::: Passage shown :::

But all this is just “if”. Auditors are very skeptical about the actual implementation of the announced projects and point to a series of major obstacles.
The first is the complexity of subsidies. They are considered difficult to interpret and the waiting time is too long. But this is still the easiest challenge to solve. The second is the speed at which the world is changing, and Europe has been slow to adapt. The entire EU battery action plan was drawn up at a time when energy was affordable and did not take into account the risks that could increase.
However, energy tariffs have increased by 60% in the first half of 2022, hurting some projects, and there is no financial backstop for this. Meanwhile, other countries are moving fast. The US Inflation Reduction Act (IRA), passed in August 2022, subsidizes “Made in USA” batteries at $45 per kWh and 10% of the cost of producing critical minerals and materials. So far, the EU has provided €1.7 billion in subsidies, plus €6 billion from countries through the Important Projects of Common European Interest (IPCEI) programs.
Third, the main challenge raised by the European Court of Auditors is access to raw materials, although this has become a priority for the Commission this year. Despite ongoing negotiations and the signing of strategic partnerships with several countries, the EU still lacks free trade agreements with the largest global producers of raw or refined materials for batteries, notably China (raw natural graphite, natural graphite, refined cobalt, lithium, nickel), the Democratic Republic of Congo (raw cobalt) and Australia (raw lithium).

::: Material shown :::

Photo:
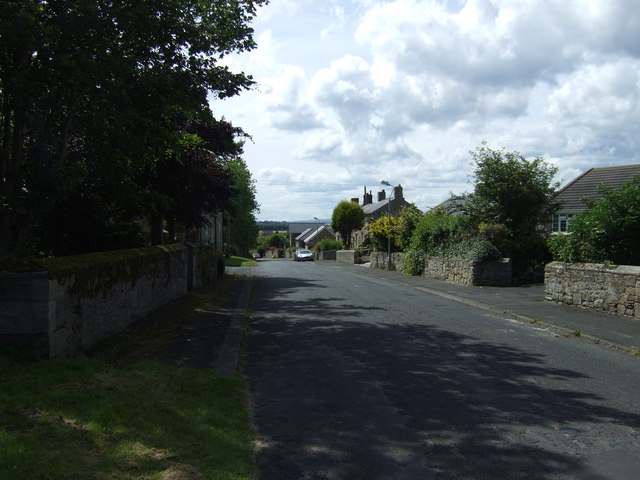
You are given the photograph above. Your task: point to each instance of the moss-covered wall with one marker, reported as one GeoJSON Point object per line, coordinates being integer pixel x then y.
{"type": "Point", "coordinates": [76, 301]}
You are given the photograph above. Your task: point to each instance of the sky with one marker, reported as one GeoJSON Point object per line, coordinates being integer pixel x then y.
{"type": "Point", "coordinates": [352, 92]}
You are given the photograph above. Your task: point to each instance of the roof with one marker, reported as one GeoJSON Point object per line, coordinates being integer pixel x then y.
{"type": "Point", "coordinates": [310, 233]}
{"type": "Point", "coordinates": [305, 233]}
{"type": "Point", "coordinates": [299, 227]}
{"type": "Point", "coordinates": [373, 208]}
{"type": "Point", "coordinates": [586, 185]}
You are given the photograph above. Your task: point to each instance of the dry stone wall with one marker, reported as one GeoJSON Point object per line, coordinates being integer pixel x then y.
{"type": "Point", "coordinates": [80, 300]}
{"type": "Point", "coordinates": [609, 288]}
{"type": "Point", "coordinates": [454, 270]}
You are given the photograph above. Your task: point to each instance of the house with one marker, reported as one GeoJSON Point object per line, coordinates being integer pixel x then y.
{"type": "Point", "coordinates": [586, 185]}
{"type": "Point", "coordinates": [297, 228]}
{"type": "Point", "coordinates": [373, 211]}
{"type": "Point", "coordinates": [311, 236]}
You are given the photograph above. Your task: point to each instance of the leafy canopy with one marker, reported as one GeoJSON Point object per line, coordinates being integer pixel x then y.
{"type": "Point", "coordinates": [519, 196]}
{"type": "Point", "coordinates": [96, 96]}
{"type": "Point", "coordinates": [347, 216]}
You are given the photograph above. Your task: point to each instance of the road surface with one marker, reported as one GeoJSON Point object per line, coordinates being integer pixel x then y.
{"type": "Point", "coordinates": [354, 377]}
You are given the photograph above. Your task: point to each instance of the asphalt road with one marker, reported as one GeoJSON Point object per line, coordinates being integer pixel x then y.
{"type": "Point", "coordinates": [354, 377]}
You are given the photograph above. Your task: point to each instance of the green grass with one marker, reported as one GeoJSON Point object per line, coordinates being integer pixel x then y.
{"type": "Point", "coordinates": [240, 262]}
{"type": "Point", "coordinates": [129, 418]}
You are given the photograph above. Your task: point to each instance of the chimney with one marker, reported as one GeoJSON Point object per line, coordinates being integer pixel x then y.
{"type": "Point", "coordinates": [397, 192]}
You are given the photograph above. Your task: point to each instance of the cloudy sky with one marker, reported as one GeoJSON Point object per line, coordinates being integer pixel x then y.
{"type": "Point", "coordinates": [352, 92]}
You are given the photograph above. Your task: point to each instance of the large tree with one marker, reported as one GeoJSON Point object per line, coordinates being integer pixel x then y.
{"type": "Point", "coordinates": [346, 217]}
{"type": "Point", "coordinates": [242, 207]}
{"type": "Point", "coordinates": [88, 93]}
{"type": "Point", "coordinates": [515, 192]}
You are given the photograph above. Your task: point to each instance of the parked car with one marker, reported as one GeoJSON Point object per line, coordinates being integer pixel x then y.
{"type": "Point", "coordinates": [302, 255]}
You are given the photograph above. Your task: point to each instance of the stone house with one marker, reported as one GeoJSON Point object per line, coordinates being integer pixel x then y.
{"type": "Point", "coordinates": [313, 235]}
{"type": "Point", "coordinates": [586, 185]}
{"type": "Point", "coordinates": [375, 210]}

:::

» Exercise requirements:
1. Decide whether each statement agrees with the passage on the EU battery plan, answering yes or no and quoting the words of the passage that decide it. (a) The EU battery action plan was drawn up when energy was affordable. (b) The complexity of subsidies is the hardest of the obstacles to solve. (c) The EU already has a free trade agreement with Australia.
2. Resume the passage on the EU battery plan, writing on from its final sentence.

» Task results:
1.
(a) Yes: "The entire EU battery action plan was drawn up at a time when energy was affordable"
(b) No: "But this is still the easiest challenge to solve."
(c) No: "the EU still lacks free trade agreements with the largest global producers of raw or refined materials for batteries"

2.
The EU also lacks a clear vision of its needs. The European Commission’s assessment of critical raw materials – updated this year – is still incomplete for demand for raw cobalt, raw lithium, refined natural graphite and does not include the production of processed materials (anodes and cathodes), according to the report.
The prices of all these raw materials are rising sharply, combined with rising energy prices, creating a real concern. At the end of 2020, the estimated cost of a battery pack produced in Europe was double the cost of a low-cost electric car. The ECA wonders how the battery industry can compete. This is a real question for EU battery industry policy.